# DOCUMENT SEGMENT
▼

Wednesday, October 3, 2012

Poetry Day

 
I know it's national poetry day tomorrow but I will be attending my course tomorrow night.  I've had to read about a child development theorist called Urie Bronfenbrenner for tomorrow's class.  He devised a theory called Human Ecology Theory/Ecological Systems Theory which lists 5 systems in which a child may grow and develop, the microsystem, mesosystem, exosystem, macrosystem and the chronosystem!  It's been interesting enough stuff. 
 
This week I've also been working on a short story which is short of 2,500 words.  It's the longest I've ever spent on a story and it may become something longer, for once, which I may even stick with.  Should I start another chapter?  I'm interested to know the story of the characters.  Maybe this course will help me concetrate. 
 
So for poetry day I am posting a poem by Sylvia Plath, I have to after posting one by Ted Hughes!

▲

# RECORDS SHOWN

▼

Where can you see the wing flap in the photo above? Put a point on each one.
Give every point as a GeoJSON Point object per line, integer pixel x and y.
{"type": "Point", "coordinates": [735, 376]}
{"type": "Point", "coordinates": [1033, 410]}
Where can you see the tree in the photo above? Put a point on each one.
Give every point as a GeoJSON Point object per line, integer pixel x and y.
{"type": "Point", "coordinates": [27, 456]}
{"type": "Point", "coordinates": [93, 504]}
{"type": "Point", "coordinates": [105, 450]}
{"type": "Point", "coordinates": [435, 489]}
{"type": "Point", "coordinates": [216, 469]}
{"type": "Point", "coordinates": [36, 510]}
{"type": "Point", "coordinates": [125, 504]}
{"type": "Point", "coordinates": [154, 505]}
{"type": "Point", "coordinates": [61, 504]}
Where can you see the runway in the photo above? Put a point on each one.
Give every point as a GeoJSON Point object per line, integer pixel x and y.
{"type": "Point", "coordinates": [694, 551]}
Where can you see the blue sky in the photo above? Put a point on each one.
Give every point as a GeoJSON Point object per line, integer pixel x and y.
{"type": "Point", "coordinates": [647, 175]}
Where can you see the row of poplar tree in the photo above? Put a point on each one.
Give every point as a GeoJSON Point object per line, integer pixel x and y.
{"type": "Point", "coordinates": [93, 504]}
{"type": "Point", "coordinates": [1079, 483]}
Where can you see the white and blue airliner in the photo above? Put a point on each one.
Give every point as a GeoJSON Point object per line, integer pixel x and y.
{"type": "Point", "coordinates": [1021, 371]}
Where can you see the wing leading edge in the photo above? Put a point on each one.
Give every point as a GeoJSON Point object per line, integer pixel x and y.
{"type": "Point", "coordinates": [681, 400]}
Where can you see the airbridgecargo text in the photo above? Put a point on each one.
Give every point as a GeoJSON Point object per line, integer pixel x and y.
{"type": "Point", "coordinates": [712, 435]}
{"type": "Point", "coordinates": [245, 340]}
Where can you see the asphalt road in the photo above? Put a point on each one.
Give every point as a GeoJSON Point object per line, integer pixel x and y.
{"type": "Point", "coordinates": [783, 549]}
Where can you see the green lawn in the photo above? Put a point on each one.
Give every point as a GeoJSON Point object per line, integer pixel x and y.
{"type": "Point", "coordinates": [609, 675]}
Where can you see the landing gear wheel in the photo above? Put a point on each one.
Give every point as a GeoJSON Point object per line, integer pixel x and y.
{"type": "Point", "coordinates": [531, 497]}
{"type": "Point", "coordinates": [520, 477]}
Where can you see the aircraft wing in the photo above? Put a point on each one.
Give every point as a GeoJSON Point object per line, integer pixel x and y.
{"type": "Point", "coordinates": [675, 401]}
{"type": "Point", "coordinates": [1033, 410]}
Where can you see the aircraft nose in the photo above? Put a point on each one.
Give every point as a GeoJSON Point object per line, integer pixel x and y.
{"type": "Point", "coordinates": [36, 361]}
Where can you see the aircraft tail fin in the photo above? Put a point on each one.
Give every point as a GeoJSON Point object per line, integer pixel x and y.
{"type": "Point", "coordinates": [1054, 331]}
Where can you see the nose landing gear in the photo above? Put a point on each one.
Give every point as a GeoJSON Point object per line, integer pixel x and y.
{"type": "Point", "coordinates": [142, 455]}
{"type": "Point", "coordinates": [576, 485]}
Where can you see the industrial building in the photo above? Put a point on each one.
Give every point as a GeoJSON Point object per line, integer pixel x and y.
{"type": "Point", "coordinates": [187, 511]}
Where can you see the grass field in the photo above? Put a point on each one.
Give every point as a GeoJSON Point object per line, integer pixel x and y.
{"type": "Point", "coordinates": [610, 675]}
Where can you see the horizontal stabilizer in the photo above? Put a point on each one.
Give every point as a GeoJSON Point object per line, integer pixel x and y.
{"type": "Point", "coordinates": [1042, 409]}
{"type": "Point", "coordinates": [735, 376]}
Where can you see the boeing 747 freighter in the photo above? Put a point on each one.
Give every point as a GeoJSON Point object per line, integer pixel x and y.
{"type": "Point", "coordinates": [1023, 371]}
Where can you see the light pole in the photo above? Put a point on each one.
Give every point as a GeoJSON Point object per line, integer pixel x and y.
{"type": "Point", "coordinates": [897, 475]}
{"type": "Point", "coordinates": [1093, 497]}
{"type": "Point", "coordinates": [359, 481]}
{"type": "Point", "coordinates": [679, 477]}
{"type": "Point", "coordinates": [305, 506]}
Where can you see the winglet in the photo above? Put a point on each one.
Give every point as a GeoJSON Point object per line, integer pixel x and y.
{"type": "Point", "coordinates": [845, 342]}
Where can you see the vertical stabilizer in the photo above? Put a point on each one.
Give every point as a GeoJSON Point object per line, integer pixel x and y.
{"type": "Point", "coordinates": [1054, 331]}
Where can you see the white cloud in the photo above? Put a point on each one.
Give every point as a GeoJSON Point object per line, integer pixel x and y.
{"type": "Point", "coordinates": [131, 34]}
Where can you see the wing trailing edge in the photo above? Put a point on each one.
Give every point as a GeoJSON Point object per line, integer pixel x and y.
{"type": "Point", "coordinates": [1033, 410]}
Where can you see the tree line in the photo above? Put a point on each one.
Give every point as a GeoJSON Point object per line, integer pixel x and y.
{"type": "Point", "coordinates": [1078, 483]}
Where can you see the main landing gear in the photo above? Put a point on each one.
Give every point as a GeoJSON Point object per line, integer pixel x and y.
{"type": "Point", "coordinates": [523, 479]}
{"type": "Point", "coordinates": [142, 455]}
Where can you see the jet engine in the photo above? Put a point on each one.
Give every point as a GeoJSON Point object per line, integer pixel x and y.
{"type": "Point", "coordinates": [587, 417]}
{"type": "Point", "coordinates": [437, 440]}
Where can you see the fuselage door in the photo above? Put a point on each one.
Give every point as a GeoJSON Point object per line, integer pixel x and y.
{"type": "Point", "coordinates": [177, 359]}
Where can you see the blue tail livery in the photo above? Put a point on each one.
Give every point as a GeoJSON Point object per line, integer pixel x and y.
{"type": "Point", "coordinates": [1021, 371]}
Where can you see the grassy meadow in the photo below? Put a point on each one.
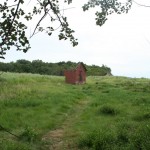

▲

# REQUIRED WORK
1 – Translate this sentence from the poetry day blog post into Spanish: "I've had to read about a child development theorist called Urie Bronfenbrenner for tomorrow's class."
2 – Answer these from the poetry day blog post:
(a) How many systems does Bronfenbrenner's theory list?
(b) The short story is short of how many words?
(c) Whose poem is being posted for poetry day?
3 – According to the poetry day blog post, why does the writer feel they have to post a poem by Sylvia Plath?

# ANSWER LIST
1 – He tenido que leer sobre un teórico del desarrollo infantil llamado Urie Bronfenbrenner para la clase de mañana.

2 –
(a) Five
(b) 2,500
(c) Sylvia Plath's

3 – The writer has already posted a poem by Ted Hughes.